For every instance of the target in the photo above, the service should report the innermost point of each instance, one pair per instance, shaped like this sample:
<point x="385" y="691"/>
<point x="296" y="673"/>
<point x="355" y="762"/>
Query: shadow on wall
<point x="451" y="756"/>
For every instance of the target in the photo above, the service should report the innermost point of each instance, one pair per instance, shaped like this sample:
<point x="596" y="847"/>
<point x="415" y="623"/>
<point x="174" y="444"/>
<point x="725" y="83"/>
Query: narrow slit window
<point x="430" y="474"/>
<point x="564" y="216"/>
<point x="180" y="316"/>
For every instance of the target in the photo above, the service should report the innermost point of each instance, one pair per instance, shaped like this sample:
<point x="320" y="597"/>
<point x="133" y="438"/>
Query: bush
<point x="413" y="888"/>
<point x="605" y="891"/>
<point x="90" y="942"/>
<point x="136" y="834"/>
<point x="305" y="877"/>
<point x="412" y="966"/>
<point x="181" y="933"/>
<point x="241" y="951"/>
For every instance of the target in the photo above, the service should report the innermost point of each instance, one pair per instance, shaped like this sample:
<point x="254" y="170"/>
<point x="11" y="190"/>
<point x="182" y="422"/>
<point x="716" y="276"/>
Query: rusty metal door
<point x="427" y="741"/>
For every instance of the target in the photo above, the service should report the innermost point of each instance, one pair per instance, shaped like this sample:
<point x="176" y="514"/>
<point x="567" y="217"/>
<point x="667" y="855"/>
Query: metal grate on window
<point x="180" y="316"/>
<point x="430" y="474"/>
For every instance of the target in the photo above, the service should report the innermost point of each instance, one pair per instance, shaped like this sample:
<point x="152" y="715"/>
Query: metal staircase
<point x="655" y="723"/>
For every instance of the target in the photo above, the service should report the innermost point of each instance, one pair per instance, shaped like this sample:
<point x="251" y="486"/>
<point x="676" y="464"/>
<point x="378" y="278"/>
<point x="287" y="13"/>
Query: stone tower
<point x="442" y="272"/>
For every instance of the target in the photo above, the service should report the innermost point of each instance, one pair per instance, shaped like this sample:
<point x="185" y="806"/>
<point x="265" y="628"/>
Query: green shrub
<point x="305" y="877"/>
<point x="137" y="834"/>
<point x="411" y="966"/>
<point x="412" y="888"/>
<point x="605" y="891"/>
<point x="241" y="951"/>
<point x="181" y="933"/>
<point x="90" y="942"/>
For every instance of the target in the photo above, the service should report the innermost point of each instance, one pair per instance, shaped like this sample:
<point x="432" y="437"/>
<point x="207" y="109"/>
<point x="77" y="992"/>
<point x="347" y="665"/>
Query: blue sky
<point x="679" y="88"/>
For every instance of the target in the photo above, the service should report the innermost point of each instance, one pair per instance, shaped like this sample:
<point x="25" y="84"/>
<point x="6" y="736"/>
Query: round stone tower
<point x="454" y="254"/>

Work instructions | Output all of the material, please, exactly as it stands.

Task response |
For every instance of the target in the photo above, the service should report the innermost point of each instance, one pair per instance, shaped like this sample:
<point x="385" y="691"/>
<point x="296" y="673"/>
<point x="355" y="762"/>
Query: shadow on wall
<point x="451" y="756"/>
For every instance of the target in the photo above, the service should report the innermost point of each instance, one pair per instance, shaped like this sample:
<point x="596" y="847"/>
<point x="415" y="623"/>
<point x="174" y="444"/>
<point x="725" y="83"/>
Query: narrow slit window
<point x="430" y="474"/>
<point x="564" y="216"/>
<point x="180" y="316"/>
For every instance of the target in the photo above, the service should report the innermost point of each instance, one pair per instance, shaped like this sample:
<point x="320" y="597"/>
<point x="133" y="438"/>
Query: bush
<point x="413" y="888"/>
<point x="605" y="891"/>
<point x="90" y="942"/>
<point x="136" y="834"/>
<point x="305" y="877"/>
<point x="412" y="966"/>
<point x="181" y="933"/>
<point x="241" y="951"/>
For every instance of the target in the photo above, the service should report the innermost point of each instance, one pair per instance, shaped like this sample:
<point x="254" y="170"/>
<point x="11" y="190"/>
<point x="182" y="422"/>
<point x="716" y="276"/>
Query: rusty metal door
<point x="427" y="741"/>
For every instance of the target in the photo above, the service should report the innermost point of each instance, one pair per instance, shaped like this sample:
<point x="176" y="514"/>
<point x="567" y="217"/>
<point x="667" y="855"/>
Query: metal grate on window
<point x="180" y="316"/>
<point x="430" y="474"/>
For every instance of the target in the photo above, the service should report the innermost point of each instance, one pair per instance, shaped like this sample:
<point x="152" y="715"/>
Query: metal staircase
<point x="655" y="723"/>
For every instance of the target in the photo above, the service should report the innermost point of each instance, one pair per instance, shaped like this sample:
<point x="251" y="486"/>
<point x="676" y="464"/>
<point x="378" y="278"/>
<point x="287" y="13"/>
Query: stone tower
<point x="442" y="272"/>
For every instance of the target in the photo above, the service should report the innermost point of each instance, one pair per instance, shaped like this sample:
<point x="185" y="806"/>
<point x="265" y="628"/>
Query: green shrub
<point x="305" y="877"/>
<point x="137" y="834"/>
<point x="411" y="966"/>
<point x="412" y="888"/>
<point x="605" y="891"/>
<point x="241" y="951"/>
<point x="181" y="933"/>
<point x="90" y="942"/>
For every instance of the target in the photo above, the service should report the innermost point of each instance, one pair per instance, shaped like this sample:
<point x="432" y="437"/>
<point x="207" y="109"/>
<point x="77" y="992"/>
<point x="347" y="665"/>
Query: blue sky
<point x="679" y="88"/>
For every instance of the target in the photo above, the service should report the innermost point of each instance, one pair per instance, shaped like this sample:
<point x="25" y="84"/>
<point x="6" y="736"/>
Query: round stone tower
<point x="454" y="254"/>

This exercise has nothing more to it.